_Instrução 1_
No excerto citado, há quantos meses Antonina não vê o marido?

_Excerto citado_
+ + + + + + +

A Rússia está a ganhar terreno e a Ucrânia precisa de mais soldados (mas há um problema no recrutamento)

CNN , Andrew Carey, Daria Tarasova-Markina e Victoria Butenko
22 fev, 09:00
Militares ucranianos das Forças de Assalto Aéreo preparam-se para disparar um obuseiro autopropulsado com rodas Caesar 8x8 de 155 mm numa linha da frente num local não revelado, no sul da Ucrânia (Genya Savilov/AFP/Getty Images via CNN Newsource)

Um pequeno grupo de mulheres pensou em cancelar o seu protesto quando as sirenes soaram. Mas, apesar de Kiev estar novamente sob ataque de mísseis, o protesto prosseguiu na mesma. Antonina trouxe consigo o seu filho Sasha, de três anos.

"O meu pai não vem a casa. Estamos à espera dele. Estou à espera que o meu pai volte", diz o rapazinho.

Segurando um cartaz com os dizeres "prazos justos para a desmobilização", Antonina conta que o marido estava atualmente a servir numa unidade de morteiros perto de Bakhmut, no leste da Ucrânia. Há cinco meses que não o vê e tenta explicar a sua ausência a Sasha.

"Digo ao meu filho que o pai está a trabalhar, está na tropa, está a ganhar dinheiro".

Atualmente, os períodos de mobilização são ilimitados, sem qualquer limite estatutário. O marido de Antonina foi voluntário há dois anos, logo após a invasão total da Rússia. Atualmente com 43 anos, já serviu tempo suficiente, refere à CNN.

"É difícil para o meu marido aguentar este período de tempo no terreno, evitando todos os projéteis e fazendo tudo o que tem de fazer na linha da frente", acrescenta.

A uma curta distância do local onde as mulheres se encontravam, os legisladores debatiam as reformas das regras de mobilização da Ucrânia, no interior do edifício do parlamento de Kiev, fortemente protegido. Dentro de algumas semanas, poderá ser aprovada uma nova lei que deverá abrir caminho a um aumento significativo do número de recrutas.

Antonina e o filho Sasha, de três anos, participam num protesto em Kiev, na Ucrânia, exigindo que a mobilização dos soldados tenha um limite de tempo (Daria Tarasova-Markina/CNN via CNN Newsource)

A escassez de mão de obra ucraniana na guerra com a Rússia está de novo no topo da agenda e reflete a mudança de humor no país.

Antes da contraofensiva do ano passado, a Ucrânia estava confiante. "Chegou o momento de recuperar o que é nosso", dizia um vídeo altamente produzido, publicado no canal Telegram do então comandante das Forças Armadas da Ucrânia, Valerii Zaluzhnyi.

+ + + + + + +

_Instrução 2_
Extraia todas as linhas dos registos que contenham a palavra "side".

[Registos brutos]

+ + + + + + +

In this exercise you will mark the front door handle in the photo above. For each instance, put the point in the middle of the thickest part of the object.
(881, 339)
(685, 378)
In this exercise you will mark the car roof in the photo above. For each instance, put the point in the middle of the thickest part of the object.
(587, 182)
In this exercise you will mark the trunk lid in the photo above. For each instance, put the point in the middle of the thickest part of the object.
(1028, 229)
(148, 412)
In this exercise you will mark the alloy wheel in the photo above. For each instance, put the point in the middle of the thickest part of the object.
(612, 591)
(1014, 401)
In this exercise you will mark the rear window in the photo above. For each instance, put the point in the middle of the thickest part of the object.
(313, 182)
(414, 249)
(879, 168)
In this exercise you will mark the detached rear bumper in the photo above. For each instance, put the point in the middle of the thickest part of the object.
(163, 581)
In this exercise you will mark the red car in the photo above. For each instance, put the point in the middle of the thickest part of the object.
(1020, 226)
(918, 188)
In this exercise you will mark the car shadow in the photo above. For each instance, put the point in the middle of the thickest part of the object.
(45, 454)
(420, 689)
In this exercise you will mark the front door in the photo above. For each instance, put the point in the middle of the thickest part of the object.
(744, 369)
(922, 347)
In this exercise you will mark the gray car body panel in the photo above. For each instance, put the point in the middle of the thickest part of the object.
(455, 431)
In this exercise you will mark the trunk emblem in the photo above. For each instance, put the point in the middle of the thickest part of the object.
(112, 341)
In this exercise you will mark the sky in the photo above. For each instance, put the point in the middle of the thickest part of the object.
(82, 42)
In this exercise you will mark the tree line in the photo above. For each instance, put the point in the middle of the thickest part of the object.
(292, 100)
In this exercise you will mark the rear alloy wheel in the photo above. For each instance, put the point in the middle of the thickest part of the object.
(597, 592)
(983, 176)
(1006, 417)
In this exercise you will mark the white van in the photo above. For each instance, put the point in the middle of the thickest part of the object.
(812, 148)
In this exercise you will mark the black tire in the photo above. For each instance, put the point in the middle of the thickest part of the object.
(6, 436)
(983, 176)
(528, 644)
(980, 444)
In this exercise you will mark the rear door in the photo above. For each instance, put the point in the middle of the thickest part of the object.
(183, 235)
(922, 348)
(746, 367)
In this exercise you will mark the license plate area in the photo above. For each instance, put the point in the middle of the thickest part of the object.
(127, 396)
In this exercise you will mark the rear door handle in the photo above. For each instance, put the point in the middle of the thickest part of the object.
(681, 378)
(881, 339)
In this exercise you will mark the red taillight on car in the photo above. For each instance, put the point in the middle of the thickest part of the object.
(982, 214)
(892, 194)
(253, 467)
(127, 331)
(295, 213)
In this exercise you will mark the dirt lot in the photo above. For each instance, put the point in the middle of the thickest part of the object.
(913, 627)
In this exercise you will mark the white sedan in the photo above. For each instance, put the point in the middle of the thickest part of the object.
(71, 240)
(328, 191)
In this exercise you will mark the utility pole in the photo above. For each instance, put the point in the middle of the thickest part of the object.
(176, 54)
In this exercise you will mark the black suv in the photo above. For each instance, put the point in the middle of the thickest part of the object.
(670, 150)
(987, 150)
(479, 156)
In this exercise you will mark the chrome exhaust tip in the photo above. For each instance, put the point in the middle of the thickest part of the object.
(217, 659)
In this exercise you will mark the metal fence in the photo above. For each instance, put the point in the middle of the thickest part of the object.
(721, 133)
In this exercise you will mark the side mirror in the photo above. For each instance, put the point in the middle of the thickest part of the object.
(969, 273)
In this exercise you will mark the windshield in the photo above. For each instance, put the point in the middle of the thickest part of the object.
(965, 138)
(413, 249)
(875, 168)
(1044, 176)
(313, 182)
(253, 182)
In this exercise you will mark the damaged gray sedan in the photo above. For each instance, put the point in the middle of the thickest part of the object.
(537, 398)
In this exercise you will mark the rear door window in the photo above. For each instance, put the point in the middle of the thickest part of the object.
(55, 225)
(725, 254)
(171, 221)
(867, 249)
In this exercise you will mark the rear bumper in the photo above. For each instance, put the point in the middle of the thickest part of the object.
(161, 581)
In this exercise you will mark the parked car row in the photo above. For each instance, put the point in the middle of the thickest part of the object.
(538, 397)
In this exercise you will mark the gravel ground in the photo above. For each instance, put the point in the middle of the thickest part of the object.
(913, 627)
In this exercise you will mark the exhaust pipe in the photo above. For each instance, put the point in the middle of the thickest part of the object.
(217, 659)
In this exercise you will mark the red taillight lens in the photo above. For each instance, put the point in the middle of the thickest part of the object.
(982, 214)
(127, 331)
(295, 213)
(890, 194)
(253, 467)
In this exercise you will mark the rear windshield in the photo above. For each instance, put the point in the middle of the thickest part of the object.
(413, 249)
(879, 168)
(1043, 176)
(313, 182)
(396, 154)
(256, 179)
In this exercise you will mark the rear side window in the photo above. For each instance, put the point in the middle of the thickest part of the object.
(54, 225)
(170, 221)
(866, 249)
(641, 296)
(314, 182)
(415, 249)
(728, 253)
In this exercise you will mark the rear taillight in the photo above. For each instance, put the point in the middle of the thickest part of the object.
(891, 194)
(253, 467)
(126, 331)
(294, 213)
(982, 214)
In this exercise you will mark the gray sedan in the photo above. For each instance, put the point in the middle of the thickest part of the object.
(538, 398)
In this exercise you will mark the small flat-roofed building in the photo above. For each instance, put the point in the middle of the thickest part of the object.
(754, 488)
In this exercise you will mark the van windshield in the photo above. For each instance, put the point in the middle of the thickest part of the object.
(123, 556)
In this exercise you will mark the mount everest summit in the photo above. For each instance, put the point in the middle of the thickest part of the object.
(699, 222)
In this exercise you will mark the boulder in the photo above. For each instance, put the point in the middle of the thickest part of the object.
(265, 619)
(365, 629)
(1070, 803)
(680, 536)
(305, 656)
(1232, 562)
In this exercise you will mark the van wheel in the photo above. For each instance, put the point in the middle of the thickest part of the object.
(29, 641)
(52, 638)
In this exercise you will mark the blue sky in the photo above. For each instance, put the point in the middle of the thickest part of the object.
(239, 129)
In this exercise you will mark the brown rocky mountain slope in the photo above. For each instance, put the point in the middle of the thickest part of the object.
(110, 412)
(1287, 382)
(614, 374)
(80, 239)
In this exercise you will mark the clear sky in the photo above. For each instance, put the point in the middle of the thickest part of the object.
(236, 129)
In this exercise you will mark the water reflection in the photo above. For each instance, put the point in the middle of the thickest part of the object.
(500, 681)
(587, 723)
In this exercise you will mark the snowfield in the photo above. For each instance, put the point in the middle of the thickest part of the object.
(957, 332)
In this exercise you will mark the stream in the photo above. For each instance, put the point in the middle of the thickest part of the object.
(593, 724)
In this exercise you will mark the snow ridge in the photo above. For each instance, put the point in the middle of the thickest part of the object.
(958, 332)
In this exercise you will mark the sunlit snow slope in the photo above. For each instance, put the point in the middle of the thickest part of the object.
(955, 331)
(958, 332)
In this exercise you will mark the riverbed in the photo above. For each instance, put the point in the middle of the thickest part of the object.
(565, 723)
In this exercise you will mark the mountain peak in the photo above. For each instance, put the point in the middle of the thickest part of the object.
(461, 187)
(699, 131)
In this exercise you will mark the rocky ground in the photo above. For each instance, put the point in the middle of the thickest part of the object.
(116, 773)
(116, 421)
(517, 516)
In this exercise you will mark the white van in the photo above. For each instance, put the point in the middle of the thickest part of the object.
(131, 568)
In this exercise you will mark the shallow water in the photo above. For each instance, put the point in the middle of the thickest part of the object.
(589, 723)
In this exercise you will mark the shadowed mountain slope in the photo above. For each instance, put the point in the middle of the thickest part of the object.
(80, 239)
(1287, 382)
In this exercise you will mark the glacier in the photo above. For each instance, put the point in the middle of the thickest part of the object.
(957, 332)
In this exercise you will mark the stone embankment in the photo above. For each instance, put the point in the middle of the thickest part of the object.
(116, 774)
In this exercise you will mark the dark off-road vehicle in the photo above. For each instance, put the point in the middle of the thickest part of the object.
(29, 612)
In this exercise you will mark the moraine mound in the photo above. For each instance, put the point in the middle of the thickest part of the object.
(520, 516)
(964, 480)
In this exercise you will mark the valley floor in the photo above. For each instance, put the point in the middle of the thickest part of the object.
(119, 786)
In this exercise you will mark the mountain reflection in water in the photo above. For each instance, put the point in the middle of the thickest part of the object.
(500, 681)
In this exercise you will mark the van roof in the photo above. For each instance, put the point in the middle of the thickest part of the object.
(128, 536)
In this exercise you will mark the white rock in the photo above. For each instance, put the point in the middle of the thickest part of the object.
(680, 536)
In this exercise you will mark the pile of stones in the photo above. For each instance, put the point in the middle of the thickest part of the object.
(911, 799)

+ + + + + + +

_Resposta 1_
Há cinco meses.

_Resposta 2_
In this exercise you will mark the side mirror in the photo above. For each instance, put the point in the middle of the thickest part of the object.
In this exercise you will mark the rear side window in the photo above. For each instance, put the point in the middle of the thickest part of the object.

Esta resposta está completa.